Short problem:
Please summarize the forum post on sawing white pine in two sentences.

Given text:
# # # # # # #

# White Pine



## Clark (Aug 13, 2009)

I have started dabbling in milling some of my own hobby wood from small stock I collect on my 14 band saw. 
I had some good luck with a dead chunk of cherry, some old spalted maple, and some fairly green ash and oak. 
I had about a 2.5" foot length of dead pine 6" in diameter so I thought i would try to quarter saw it (just for the heck of it; I know it is super small and soft wood to boot) and then glue them up for a small table top when they had dried out.
The first cut down the center of the log went fine, as did the second cuts down the center of the halves (quartering). From there it seemed to go down hill. I am using a very imperfect home-made fence on my saw but it has served me well to this point. As I was cutting I noticed that about halfway through the log, the piece was starting to pull away from the fence, tapering down the width of the cut board. I thought this must be me not paying attention to what I was doing but the same thing kept happening as I continued cutting. I'm not sure if it was the blade following a grain pattern or if there was some other flaw in my methods but it was extremely irritating. 
I think the boards will still be usable (to me) when they are planed down since the taper is about 1/8" over the length of the board (boards are 1" on one end and 7/8" at the other, roughly). I'm just wondering why that happened, when I figured that soft wood would be nice and easy. It did seem to be fairly wet (not green, has been dead for a while) but I'm not sure if that could have contributed to anything. 
I have another 5' lenght from the same tree but am leaning towards the firewood option since I was cutting the first one for Sh*ts and Giggles, and wound up with mostly Sh*ts.
Just thought I would post my experiance. 
Also here are a couple of pictures.

# # # # # # #

Dataset entries:
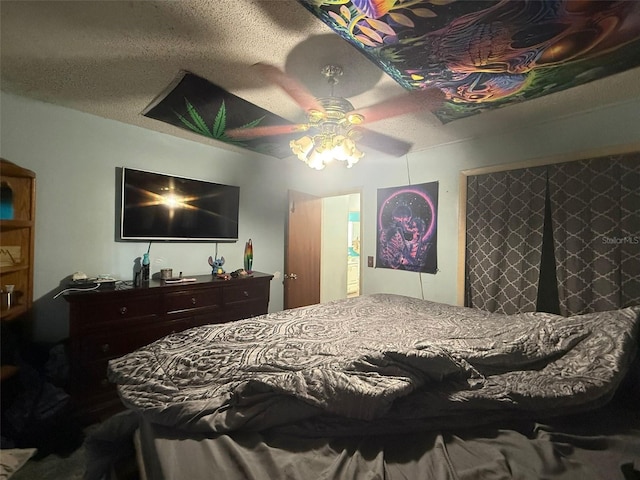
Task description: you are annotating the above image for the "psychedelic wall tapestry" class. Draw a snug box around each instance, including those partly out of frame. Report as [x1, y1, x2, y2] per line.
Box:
[298, 0, 640, 123]
[376, 182, 438, 273]
[142, 72, 295, 158]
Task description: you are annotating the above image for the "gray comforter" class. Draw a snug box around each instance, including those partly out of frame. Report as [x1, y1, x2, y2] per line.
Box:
[109, 294, 640, 436]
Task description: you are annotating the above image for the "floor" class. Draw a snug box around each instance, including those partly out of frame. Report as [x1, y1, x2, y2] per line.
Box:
[11, 446, 85, 480]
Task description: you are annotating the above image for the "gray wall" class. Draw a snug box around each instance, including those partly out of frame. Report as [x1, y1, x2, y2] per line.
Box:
[0, 93, 640, 340]
[0, 93, 286, 341]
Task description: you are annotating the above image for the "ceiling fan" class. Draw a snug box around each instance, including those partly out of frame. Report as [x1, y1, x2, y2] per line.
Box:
[226, 63, 445, 170]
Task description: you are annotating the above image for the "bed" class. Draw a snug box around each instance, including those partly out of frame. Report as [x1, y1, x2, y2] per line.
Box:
[89, 294, 640, 480]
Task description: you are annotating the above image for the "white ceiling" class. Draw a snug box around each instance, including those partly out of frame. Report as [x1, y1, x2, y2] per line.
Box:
[0, 0, 640, 158]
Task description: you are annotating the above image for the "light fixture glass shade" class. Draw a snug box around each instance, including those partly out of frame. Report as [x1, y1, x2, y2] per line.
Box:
[289, 132, 364, 170]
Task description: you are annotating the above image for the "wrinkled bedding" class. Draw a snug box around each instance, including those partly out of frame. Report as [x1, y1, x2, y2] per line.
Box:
[109, 294, 640, 436]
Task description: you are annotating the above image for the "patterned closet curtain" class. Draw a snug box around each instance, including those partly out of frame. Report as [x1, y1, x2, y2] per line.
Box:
[466, 167, 546, 314]
[548, 153, 640, 315]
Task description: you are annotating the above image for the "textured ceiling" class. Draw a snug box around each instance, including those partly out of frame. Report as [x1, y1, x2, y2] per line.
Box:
[0, 0, 640, 159]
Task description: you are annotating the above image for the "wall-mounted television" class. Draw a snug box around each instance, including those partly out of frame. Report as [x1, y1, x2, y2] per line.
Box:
[119, 167, 240, 242]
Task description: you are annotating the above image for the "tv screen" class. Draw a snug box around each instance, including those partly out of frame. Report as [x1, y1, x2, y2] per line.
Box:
[120, 167, 240, 241]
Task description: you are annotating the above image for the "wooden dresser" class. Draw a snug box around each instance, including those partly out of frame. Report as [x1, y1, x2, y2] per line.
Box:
[65, 272, 273, 422]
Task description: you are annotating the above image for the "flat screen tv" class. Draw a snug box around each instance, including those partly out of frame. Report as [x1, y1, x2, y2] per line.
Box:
[120, 167, 240, 242]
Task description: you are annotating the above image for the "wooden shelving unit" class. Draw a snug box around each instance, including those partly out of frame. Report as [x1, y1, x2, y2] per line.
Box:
[0, 159, 36, 323]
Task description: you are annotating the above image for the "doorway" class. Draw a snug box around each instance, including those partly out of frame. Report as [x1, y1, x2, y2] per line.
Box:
[284, 191, 362, 309]
[320, 193, 361, 303]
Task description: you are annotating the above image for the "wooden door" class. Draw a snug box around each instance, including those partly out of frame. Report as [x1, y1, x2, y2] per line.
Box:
[284, 190, 322, 309]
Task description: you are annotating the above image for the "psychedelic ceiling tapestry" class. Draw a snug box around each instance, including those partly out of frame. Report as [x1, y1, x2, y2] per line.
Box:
[376, 182, 438, 273]
[142, 72, 294, 158]
[298, 0, 640, 123]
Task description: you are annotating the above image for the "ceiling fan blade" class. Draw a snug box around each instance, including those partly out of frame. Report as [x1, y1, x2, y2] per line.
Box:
[253, 62, 324, 113]
[357, 127, 413, 157]
[225, 123, 309, 140]
[352, 88, 445, 123]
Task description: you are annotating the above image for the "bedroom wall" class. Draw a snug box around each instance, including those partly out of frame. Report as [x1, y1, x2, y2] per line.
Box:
[0, 89, 640, 339]
[280, 99, 640, 304]
[0, 92, 286, 341]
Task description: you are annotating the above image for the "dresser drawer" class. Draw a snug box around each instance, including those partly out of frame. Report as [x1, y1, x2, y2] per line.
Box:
[165, 288, 222, 313]
[74, 297, 160, 328]
[223, 282, 269, 305]
[80, 319, 189, 361]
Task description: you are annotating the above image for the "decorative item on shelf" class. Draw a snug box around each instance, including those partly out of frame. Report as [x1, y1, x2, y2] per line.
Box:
[0, 182, 14, 220]
[209, 256, 224, 275]
[244, 239, 253, 273]
[1, 285, 15, 310]
[0, 245, 22, 267]
[140, 252, 151, 283]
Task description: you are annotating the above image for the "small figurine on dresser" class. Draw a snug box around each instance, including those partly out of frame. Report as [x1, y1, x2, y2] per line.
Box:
[209, 257, 224, 275]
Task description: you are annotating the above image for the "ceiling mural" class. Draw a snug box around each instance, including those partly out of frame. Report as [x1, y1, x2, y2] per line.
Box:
[142, 72, 294, 158]
[298, 0, 640, 123]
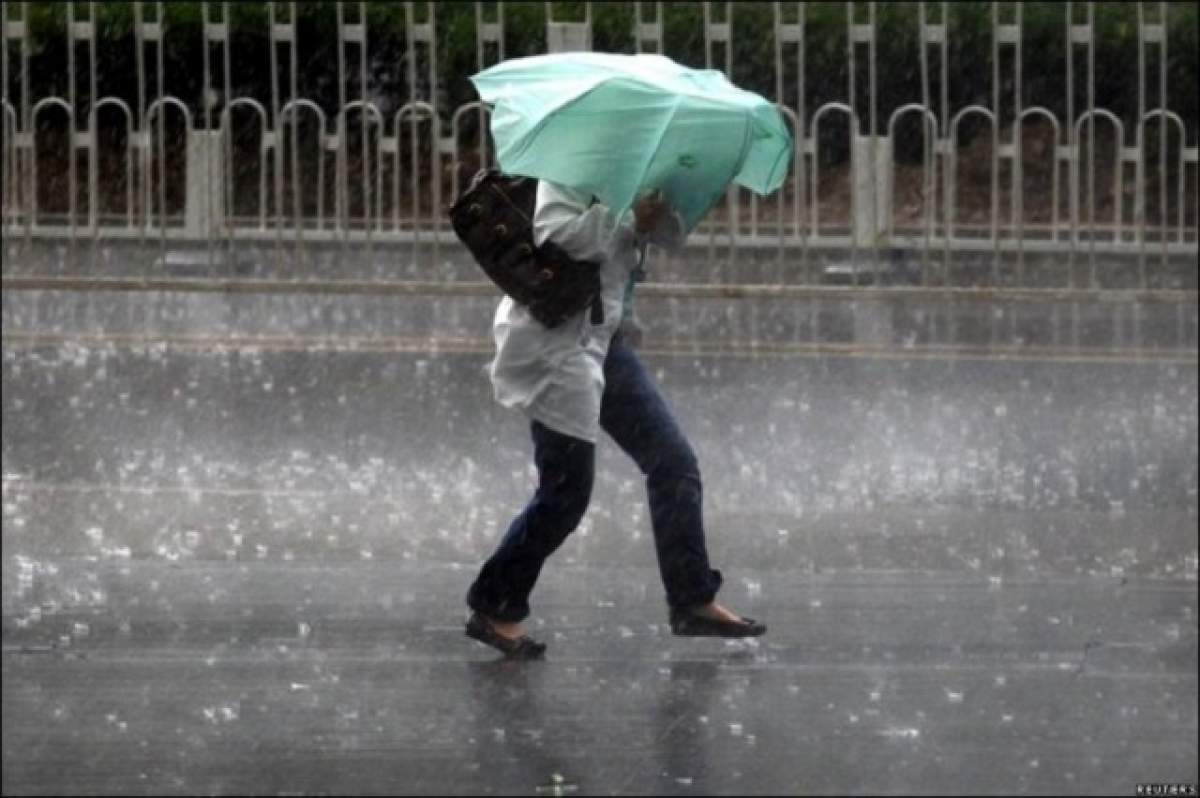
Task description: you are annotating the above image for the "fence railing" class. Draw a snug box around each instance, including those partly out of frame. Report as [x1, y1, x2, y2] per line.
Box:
[0, 2, 1200, 287]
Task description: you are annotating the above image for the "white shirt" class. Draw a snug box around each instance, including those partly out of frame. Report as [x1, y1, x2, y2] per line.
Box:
[490, 180, 684, 443]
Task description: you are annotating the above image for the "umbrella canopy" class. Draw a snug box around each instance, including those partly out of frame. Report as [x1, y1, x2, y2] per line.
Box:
[470, 53, 792, 230]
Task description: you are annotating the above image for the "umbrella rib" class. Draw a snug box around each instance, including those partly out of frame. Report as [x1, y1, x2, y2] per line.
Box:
[638, 95, 682, 210]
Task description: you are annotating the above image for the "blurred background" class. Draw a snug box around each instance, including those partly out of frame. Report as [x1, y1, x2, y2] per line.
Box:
[0, 2, 1200, 794]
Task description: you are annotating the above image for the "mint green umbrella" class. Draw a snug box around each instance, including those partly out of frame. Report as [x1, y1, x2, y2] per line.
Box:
[470, 53, 792, 230]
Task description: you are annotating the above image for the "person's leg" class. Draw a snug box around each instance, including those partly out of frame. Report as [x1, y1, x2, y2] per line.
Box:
[467, 421, 595, 623]
[600, 335, 721, 610]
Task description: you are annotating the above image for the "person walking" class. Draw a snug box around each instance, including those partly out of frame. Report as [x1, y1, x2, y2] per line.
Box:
[466, 180, 767, 659]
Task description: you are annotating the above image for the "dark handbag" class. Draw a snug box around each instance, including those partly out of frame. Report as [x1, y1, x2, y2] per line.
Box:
[450, 169, 602, 328]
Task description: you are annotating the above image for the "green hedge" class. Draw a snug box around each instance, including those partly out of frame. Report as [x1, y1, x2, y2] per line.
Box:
[5, 2, 1200, 160]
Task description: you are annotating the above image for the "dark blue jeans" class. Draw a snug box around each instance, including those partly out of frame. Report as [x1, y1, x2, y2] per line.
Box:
[467, 335, 721, 622]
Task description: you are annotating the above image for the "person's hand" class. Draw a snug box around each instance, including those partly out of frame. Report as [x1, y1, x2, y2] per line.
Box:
[634, 188, 671, 235]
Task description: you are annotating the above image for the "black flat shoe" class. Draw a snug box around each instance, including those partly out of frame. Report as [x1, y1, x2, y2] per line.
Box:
[466, 612, 546, 660]
[671, 610, 767, 637]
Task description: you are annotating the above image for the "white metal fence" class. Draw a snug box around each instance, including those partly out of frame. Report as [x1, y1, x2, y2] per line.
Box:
[0, 2, 1198, 287]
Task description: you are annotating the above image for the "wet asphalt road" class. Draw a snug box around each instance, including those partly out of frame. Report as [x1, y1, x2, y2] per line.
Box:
[2, 288, 1198, 794]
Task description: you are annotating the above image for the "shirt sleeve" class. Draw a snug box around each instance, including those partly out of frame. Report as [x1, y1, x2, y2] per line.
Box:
[533, 180, 632, 262]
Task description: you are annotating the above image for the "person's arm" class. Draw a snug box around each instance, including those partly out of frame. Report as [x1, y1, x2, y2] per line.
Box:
[533, 180, 632, 262]
[634, 191, 688, 251]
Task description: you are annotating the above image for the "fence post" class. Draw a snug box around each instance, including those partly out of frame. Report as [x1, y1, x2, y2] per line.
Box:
[184, 130, 226, 239]
[546, 2, 592, 53]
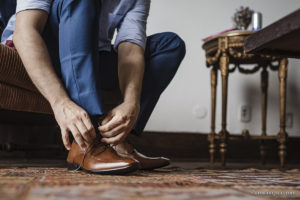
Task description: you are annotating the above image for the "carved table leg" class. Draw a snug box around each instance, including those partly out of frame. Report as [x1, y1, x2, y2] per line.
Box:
[208, 67, 218, 163]
[219, 53, 229, 166]
[277, 58, 288, 167]
[260, 66, 269, 164]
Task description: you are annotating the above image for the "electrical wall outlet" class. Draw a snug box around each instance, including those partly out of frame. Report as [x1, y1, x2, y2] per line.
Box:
[285, 113, 294, 128]
[238, 105, 251, 123]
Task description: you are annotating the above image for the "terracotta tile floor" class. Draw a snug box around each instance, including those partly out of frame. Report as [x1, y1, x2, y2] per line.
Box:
[0, 160, 300, 200]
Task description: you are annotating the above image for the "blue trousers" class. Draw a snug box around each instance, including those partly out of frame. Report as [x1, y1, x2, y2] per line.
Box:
[43, 0, 185, 134]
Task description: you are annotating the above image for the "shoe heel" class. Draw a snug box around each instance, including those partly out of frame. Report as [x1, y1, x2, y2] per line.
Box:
[68, 163, 81, 171]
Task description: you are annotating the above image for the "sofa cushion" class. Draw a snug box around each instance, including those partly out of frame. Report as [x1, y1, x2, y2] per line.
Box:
[0, 82, 52, 114]
[0, 44, 38, 93]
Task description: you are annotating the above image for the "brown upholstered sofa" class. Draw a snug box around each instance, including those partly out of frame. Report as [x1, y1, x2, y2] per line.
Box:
[0, 44, 52, 114]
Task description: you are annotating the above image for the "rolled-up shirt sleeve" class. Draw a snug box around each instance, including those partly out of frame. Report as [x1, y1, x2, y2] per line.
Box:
[114, 0, 151, 51]
[16, 0, 52, 13]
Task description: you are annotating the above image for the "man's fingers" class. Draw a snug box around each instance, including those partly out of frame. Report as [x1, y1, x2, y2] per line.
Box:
[99, 112, 113, 126]
[61, 128, 71, 151]
[98, 116, 122, 133]
[70, 126, 86, 149]
[101, 125, 128, 138]
[75, 120, 92, 143]
[101, 132, 126, 145]
[82, 116, 96, 139]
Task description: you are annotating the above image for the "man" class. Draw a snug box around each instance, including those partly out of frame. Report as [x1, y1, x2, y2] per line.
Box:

# # # # # # #

The result:
A hobbyist who mills small stock on a band saw tried quartersawing a dead pine log 6" in diameter, and after the first cuts went fine, the pieces began pulling away from the homemade fence about halfway through, leaving boards that taper about 1/8" over their length. The poster expects the boards to be usable once planed, isn't sure whether the blade followed the grain or the wood's wetness played a part, and is leaning toward turning another 5' length from the same tree into firewood.